Anweisung 1
Schreiben Sie aus dem Urteil zur Vollkaskoversicherung den Abschnitt wortgetreu ab, der mit den Worten „Der Streitwert für“ beginnt und mit „Entschädigungszahlung in Anspruch.“ schließt.
Anweisung 2
Führen Sie das Urteil zur Vollkaskoversicherung im Anschluss an seinen letzten Satz weiter.

Auszug
□ □ □ □ □ □ □

Leitsatz (amtlich)

Grundsätzlich ist bei einer verspäteten Schadensanzeige davon auszugehen, dass dies auf Nachlässigkeit des Versicherungsnehmers beruht. Dieser Erfahrungssatz kann jedoch dadurch erschüttert werden, dass eine andere Möglichkeit ernsthaft in Betracht kommt. Dies ist dann der Fall, wenn der Versicherungsnehmer ein Interesse daran gehabt haben könnte, dass die Versicherung vom Wiederauffinden seines Fahrzeugs möglichst spät Kenntnis erlangte.

 

Verfahrensgang

LG Stendal (Urteil vom 08.10.2003; Aktenzeichen 23 O 342/01)

 

Tenor

Die Berufung des Klägers gegen das am 8.10.2003 verkündete Urteil des Einzelrichters der 3. Zivilkammer des LG Stendal wird zurückgewiesen.

Der Kläger trägt die Kosten der Berufung.

Das Urteil ist vorläufig vollstreckbar.

Die Beschwer des Klägers übersteigt 20.000 Euro nicht.

Der Streitwert für den Berufungsrechtszug wird auf 8.538,57 Euro festgesetzt.

 

Gründe

I. Hinsichtlich des Sachverhalts nimmt der Senat auf die tatsächlichen Feststellungen im angefochtenen Urteil Bezug, § 540 Abs. 1 ZPO. Der Kläger nimmt die Beklagte aus einer Vollkaskoversicherung auf Entschädigungszahlung in Anspruch.

Der Kläger unterhielt bei der Beklagten seit dem 25.1.2001 eine Kfz-Haftpflichtversicherung mit Vollkaskoversicherung für seinen Pkw BMW 320 Coupe. Die Selbstbeteiligung betrug 300 DM. In der Nacht zum 25.3.2001 gegen 02:00 Uhr zeigte der Kläger bei der Polizei in St. den Diebstahl des Fahrzeugs an, den er sodann auch bei der Beklagten meldete. Gut 1 1/2 Jahre später wurde das Fahrzeug im November 2002 völlig ausgebrannt auf einem Feldweg bei H., etwa 20 km von St. entfernt, wieder aufgefunden. Dies wurde der Ehefrau des Klägers am 27.11.2002 von der Polizei T. mitgeteilt; der Kläger selbst befand sich zu diesem Zeitpunkt noch bis zum 30.11.2002 auf Montage. Am 13.12.2002 informierte der Kläger seinen Prozessbevollmächtigten vom Auffinden des Fahrzeugs; in dem bereits laufenden Prozess wurde dieser Sachverhalt durch Schriftsatz v. 20.1.2003 eingeführt, sodass auch die Beklagte hiervon Kenntnis erhielt.

□ □ □ □ □ □ □

Datensätze
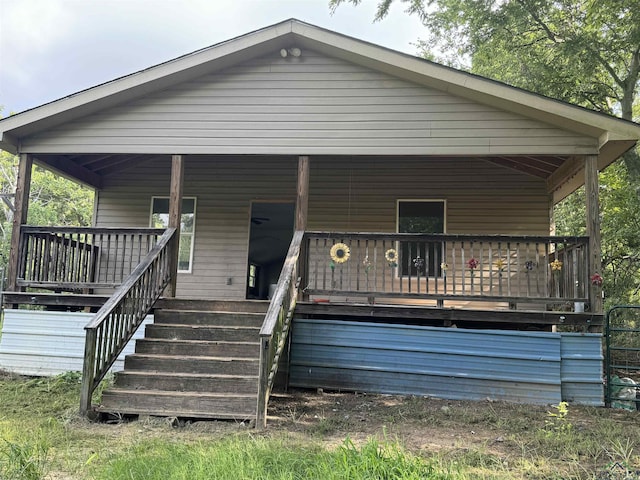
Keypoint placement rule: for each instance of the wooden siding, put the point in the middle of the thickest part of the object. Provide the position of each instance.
(346, 194)
(309, 105)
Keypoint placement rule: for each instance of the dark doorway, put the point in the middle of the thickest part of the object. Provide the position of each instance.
(270, 233)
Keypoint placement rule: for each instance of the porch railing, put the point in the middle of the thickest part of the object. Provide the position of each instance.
(74, 258)
(535, 269)
(275, 328)
(119, 318)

□ □ □ □ □ □ □

Lösung 1
Der Streitwert für den Berufungsrechtszug wird auf 8.538,57 Euro festgesetzt.

 

Gründe

I. Hinsichtlich des Sachverhalts nimmt der Senat auf die tatsächlichen Feststellungen im angefochtenen Urteil Bezug, § 540 Abs. 1 ZPO. Der Kläger nimmt die Beklagte aus einer Vollkaskoversicherung auf Entschädigungszahlung in Anspruch.

Lösung 2
Der Kläger hat behauptet, er habe den Pkw am 24.3.2001 gegen 23:00 Uhr auf dem Parkplatz ggü. der Diskothek M. im Gewerbegebiet von St. verschlossen abgestellt. In der Nacht zum 25.3.2001 habe er dann zwischen 02:00 Uhr und 03:00 Uhr festgestellt, dass der Wagen verschwunden gewesen sei. Zum Beweis hierfür hat er sich auf das Zeugnis seiner Ehefrau und eines Bekannten, St.S., berufen, mit denen er zur Diskothek gefahren sei. Er habe das Fahrzeug im März 1999 für 30.000 DM gekauft; auf Grund verschiedener Sonderausstattungen habe es im Zeitpunkt der Entwendung noch einen Zeitwert von 17.000 DM gehabt.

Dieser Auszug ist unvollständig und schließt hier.